Pointing rows:
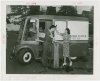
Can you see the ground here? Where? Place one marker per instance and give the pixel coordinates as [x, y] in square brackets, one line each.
[35, 67]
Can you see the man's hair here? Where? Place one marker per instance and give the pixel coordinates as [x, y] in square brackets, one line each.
[52, 26]
[68, 30]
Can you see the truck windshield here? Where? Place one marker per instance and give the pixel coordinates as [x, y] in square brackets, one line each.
[30, 31]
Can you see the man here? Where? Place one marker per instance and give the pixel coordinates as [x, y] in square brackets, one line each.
[47, 46]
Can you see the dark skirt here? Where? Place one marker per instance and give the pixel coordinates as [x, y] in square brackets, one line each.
[47, 53]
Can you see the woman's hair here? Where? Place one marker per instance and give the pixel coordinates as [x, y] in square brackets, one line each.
[52, 26]
[68, 30]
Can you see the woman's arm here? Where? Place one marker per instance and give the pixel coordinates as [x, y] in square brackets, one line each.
[51, 35]
[59, 32]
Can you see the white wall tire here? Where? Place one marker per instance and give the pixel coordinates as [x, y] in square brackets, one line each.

What the task asks: Copy the rows from the line with "Can you see the man here?" through the end of the rows, swapping "dark skirt" for "pleated skirt" and keeping everything else the same.

Answer in full:
Can you see the man here? Where? Place one marker per instance and give the pixel coordinates as [x, y] in square brackets, one line each.
[47, 46]
Can you see the pleated skirt here? Where? Place one marker per instance and give the pixel coordinates as [x, y] in square brackets, one line each.
[47, 53]
Can you see the woman's hair here? Where? Place one marker per instance and give the pixel coordinates as [x, y] in square brackets, one line each.
[52, 26]
[68, 30]
Can you see the woman's arm here? Where? Place one marker per instance and give the pixel coordinates as [x, y] in square brackets, one line each.
[51, 35]
[59, 32]
Can you see the white wall tire here? Where? Place one marker per instance and give the pixel coordinates as [x, y] in square brackets, one line each.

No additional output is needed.